BRIEF
Copy every line of the records below where the word "white" occurs.

RECORD EXTRACTS
────────────────────────────────────────
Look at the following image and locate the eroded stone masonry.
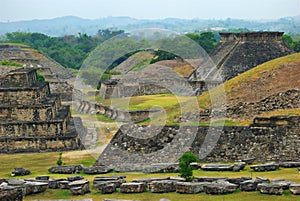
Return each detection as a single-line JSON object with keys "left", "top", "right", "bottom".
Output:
{"left": 0, "top": 44, "right": 75, "bottom": 101}
{"left": 0, "top": 67, "right": 83, "bottom": 153}
{"left": 97, "top": 115, "right": 299, "bottom": 170}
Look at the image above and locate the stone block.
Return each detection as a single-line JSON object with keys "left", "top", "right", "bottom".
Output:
{"left": 48, "top": 178, "right": 66, "bottom": 189}
{"left": 83, "top": 166, "right": 113, "bottom": 174}
{"left": 23, "top": 181, "right": 48, "bottom": 195}
{"left": 203, "top": 181, "right": 239, "bottom": 194}
{"left": 11, "top": 168, "right": 30, "bottom": 176}
{"left": 100, "top": 183, "right": 116, "bottom": 194}
{"left": 240, "top": 180, "right": 257, "bottom": 191}
{"left": 272, "top": 179, "right": 294, "bottom": 190}
{"left": 35, "top": 176, "right": 50, "bottom": 181}
{"left": 58, "top": 180, "right": 70, "bottom": 189}
{"left": 279, "top": 161, "right": 300, "bottom": 168}
{"left": 250, "top": 163, "right": 279, "bottom": 172}
{"left": 68, "top": 179, "right": 90, "bottom": 195}
{"left": 227, "top": 177, "right": 252, "bottom": 185}
{"left": 175, "top": 182, "right": 209, "bottom": 194}
{"left": 257, "top": 183, "right": 283, "bottom": 195}
{"left": 194, "top": 177, "right": 228, "bottom": 183}
{"left": 148, "top": 180, "right": 176, "bottom": 193}
{"left": 289, "top": 183, "right": 300, "bottom": 195}
{"left": 241, "top": 157, "right": 256, "bottom": 165}
{"left": 132, "top": 177, "right": 169, "bottom": 186}
{"left": 93, "top": 176, "right": 126, "bottom": 188}
{"left": 0, "top": 186, "right": 23, "bottom": 201}
{"left": 201, "top": 164, "right": 234, "bottom": 171}
{"left": 120, "top": 183, "right": 146, "bottom": 193}
{"left": 67, "top": 176, "right": 84, "bottom": 182}
{"left": 48, "top": 166, "right": 76, "bottom": 174}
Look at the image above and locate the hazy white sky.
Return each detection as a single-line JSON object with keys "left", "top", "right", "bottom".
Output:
{"left": 1, "top": 0, "right": 299, "bottom": 22}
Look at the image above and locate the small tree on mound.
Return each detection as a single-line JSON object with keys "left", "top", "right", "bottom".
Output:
{"left": 179, "top": 151, "right": 199, "bottom": 182}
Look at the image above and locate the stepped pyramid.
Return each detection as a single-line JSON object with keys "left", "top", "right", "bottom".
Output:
{"left": 0, "top": 44, "right": 75, "bottom": 101}
{"left": 189, "top": 32, "right": 294, "bottom": 81}
{"left": 0, "top": 66, "right": 83, "bottom": 153}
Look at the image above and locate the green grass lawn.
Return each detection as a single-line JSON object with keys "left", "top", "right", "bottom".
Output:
{"left": 0, "top": 151, "right": 299, "bottom": 201}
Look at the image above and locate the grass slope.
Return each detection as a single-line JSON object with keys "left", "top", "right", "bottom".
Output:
{"left": 198, "top": 52, "right": 300, "bottom": 107}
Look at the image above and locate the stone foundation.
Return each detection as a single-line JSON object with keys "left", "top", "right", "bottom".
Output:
{"left": 96, "top": 116, "right": 299, "bottom": 168}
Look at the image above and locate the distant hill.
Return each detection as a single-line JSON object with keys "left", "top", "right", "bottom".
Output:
{"left": 1, "top": 15, "right": 300, "bottom": 36}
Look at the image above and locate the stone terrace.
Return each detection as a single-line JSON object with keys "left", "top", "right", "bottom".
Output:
{"left": 0, "top": 67, "right": 83, "bottom": 153}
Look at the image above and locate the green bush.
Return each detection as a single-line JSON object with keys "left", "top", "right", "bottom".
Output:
{"left": 36, "top": 70, "right": 45, "bottom": 82}
{"left": 178, "top": 151, "right": 199, "bottom": 182}
{"left": 0, "top": 60, "right": 22, "bottom": 66}
{"left": 56, "top": 152, "right": 63, "bottom": 166}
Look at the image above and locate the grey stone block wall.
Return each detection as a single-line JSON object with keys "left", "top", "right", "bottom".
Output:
{"left": 96, "top": 116, "right": 299, "bottom": 167}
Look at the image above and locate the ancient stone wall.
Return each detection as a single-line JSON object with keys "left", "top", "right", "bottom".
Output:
{"left": 0, "top": 82, "right": 50, "bottom": 105}
{"left": 0, "top": 67, "right": 83, "bottom": 153}
{"left": 73, "top": 98, "right": 160, "bottom": 123}
{"left": 97, "top": 116, "right": 299, "bottom": 167}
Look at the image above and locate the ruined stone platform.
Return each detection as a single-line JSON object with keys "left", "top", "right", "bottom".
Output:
{"left": 0, "top": 67, "right": 83, "bottom": 153}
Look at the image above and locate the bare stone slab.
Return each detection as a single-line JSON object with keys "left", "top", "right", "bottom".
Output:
{"left": 68, "top": 179, "right": 90, "bottom": 195}
{"left": 272, "top": 179, "right": 294, "bottom": 190}
{"left": 227, "top": 177, "right": 252, "bottom": 185}
{"left": 289, "top": 183, "right": 300, "bottom": 195}
{"left": 257, "top": 183, "right": 283, "bottom": 195}
{"left": 58, "top": 181, "right": 70, "bottom": 189}
{"left": 48, "top": 166, "right": 76, "bottom": 174}
{"left": 132, "top": 177, "right": 169, "bottom": 186}
{"left": 48, "top": 178, "right": 66, "bottom": 189}
{"left": 194, "top": 177, "right": 228, "bottom": 182}
{"left": 24, "top": 181, "right": 48, "bottom": 195}
{"left": 93, "top": 176, "right": 126, "bottom": 188}
{"left": 100, "top": 183, "right": 116, "bottom": 194}
{"left": 35, "top": 176, "right": 50, "bottom": 181}
{"left": 201, "top": 164, "right": 234, "bottom": 171}
{"left": 240, "top": 177, "right": 270, "bottom": 192}
{"left": 250, "top": 163, "right": 280, "bottom": 172}
{"left": 83, "top": 166, "right": 113, "bottom": 174}
{"left": 11, "top": 168, "right": 31, "bottom": 176}
{"left": 0, "top": 186, "right": 23, "bottom": 201}
{"left": 280, "top": 161, "right": 300, "bottom": 168}
{"left": 148, "top": 180, "right": 176, "bottom": 193}
{"left": 67, "top": 176, "right": 85, "bottom": 182}
{"left": 203, "top": 181, "right": 239, "bottom": 194}
{"left": 120, "top": 183, "right": 146, "bottom": 193}
{"left": 175, "top": 182, "right": 210, "bottom": 194}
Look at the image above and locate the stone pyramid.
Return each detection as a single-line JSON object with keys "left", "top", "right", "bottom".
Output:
{"left": 0, "top": 67, "right": 83, "bottom": 153}
{"left": 189, "top": 32, "right": 294, "bottom": 81}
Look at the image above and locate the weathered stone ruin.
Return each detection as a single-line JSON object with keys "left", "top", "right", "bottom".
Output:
{"left": 0, "top": 67, "right": 82, "bottom": 153}
{"left": 98, "top": 32, "right": 294, "bottom": 99}
{"left": 189, "top": 31, "right": 294, "bottom": 81}
{"left": 0, "top": 44, "right": 75, "bottom": 101}
{"left": 96, "top": 115, "right": 299, "bottom": 171}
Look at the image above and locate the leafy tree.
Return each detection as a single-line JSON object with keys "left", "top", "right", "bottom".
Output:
{"left": 178, "top": 151, "right": 199, "bottom": 182}
{"left": 282, "top": 34, "right": 300, "bottom": 52}
{"left": 185, "top": 32, "right": 217, "bottom": 53}
{"left": 3, "top": 29, "right": 125, "bottom": 70}
{"left": 282, "top": 34, "right": 294, "bottom": 48}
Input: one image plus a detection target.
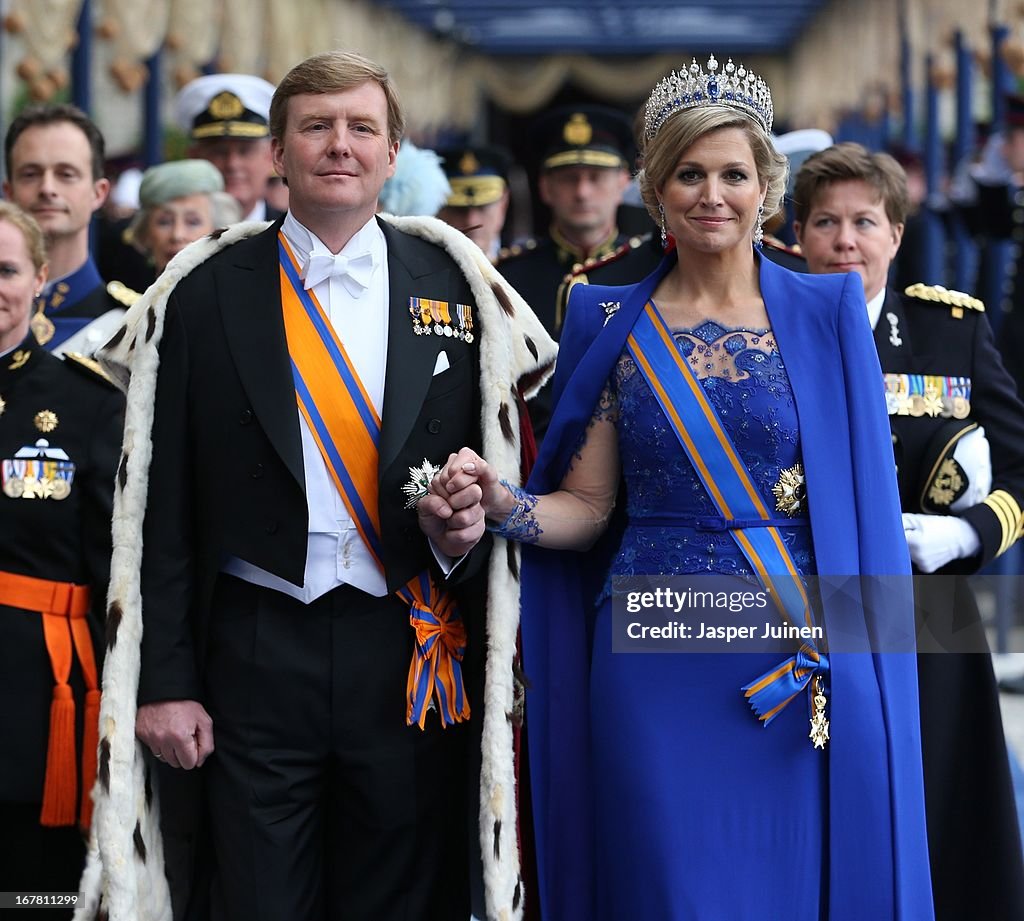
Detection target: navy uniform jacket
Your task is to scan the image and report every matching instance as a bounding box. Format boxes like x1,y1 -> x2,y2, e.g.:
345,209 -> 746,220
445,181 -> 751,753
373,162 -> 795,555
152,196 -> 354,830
0,336 -> 124,801
35,258 -> 124,354
498,229 -> 651,441
878,284 -> 1024,921
879,285 -> 1024,567
497,229 -> 634,339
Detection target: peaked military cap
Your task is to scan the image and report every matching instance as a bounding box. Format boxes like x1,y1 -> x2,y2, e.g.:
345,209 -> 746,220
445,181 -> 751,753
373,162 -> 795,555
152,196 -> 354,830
438,145 -> 511,208
175,73 -> 275,141
534,104 -> 633,172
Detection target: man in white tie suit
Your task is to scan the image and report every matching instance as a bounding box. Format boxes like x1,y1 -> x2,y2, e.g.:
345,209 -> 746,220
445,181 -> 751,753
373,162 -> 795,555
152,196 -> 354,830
82,51 -> 555,921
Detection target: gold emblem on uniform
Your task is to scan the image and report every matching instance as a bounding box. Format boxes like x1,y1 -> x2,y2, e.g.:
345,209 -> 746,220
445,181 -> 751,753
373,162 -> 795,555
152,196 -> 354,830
563,113 -> 593,146
459,152 -> 480,175
772,463 -> 806,516
208,91 -> 245,120
1,439 -> 75,500
8,349 -> 30,371
30,310 -> 55,345
34,410 -> 58,433
0,395 -> 5,417
928,457 -> 964,508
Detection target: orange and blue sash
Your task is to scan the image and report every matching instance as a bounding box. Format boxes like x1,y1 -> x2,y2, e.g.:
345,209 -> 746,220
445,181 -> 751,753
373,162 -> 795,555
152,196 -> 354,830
279,234 -> 468,729
626,302 -> 826,725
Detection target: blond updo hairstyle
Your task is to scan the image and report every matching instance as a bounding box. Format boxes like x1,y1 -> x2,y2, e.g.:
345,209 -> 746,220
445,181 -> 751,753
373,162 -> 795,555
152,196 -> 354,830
639,106 -> 788,230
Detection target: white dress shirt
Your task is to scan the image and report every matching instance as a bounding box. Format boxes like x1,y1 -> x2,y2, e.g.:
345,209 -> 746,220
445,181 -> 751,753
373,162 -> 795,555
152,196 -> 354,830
223,213 -> 391,600
866,287 -> 886,331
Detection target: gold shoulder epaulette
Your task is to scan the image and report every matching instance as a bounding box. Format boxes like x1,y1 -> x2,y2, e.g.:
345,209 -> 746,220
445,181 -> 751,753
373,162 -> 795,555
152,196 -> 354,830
904,282 -> 984,318
107,280 -> 142,308
62,351 -> 115,387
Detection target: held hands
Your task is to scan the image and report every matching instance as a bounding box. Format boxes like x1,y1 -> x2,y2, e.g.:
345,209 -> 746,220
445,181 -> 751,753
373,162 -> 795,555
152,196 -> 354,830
136,700 -> 215,770
416,448 -> 509,557
902,513 -> 982,573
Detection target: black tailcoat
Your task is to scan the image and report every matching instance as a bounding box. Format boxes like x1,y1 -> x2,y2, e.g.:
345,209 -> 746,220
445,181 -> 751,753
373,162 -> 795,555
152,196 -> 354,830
139,217 -> 488,704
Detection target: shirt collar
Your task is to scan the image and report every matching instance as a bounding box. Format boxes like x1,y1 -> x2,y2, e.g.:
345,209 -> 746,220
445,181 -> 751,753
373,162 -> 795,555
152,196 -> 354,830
865,287 -> 886,331
281,212 -> 384,277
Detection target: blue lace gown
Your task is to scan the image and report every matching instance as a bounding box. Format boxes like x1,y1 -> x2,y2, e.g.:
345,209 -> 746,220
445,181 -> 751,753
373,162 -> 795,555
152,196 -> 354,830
589,320 -> 827,919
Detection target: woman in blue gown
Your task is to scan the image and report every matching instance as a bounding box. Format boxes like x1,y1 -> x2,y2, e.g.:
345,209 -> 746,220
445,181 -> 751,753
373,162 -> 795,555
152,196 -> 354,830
428,57 -> 934,920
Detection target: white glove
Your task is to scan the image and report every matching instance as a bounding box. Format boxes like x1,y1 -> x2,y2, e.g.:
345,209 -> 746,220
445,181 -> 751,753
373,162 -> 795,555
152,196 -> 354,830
949,426 -> 992,512
902,512 -> 981,573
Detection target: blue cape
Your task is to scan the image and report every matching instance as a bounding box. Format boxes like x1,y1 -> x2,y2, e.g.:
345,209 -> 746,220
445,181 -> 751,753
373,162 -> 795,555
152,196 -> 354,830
521,254 -> 934,920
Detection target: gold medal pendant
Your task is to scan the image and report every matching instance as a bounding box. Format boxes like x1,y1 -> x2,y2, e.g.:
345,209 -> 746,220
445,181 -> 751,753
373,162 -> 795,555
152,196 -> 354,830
30,303 -> 55,346
809,675 -> 829,749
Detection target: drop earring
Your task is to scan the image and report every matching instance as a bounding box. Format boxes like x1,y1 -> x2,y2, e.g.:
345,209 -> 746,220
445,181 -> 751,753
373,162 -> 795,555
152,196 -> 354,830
753,203 -> 765,247
659,202 -> 667,248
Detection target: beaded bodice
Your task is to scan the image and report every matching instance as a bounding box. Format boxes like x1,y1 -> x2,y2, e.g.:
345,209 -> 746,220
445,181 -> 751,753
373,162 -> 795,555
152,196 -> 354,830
604,319 -> 816,583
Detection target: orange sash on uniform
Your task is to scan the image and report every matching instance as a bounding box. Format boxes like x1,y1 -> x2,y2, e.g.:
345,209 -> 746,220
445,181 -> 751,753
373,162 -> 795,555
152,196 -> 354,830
0,570 -> 98,828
────────────────────────────────────────
SOLUTION TO THIS PROBLEM
Look at the image above and locate the hazy white sky.
Detection target: man in white tie suit
Detection target: white dress shirt
Detection target: white glove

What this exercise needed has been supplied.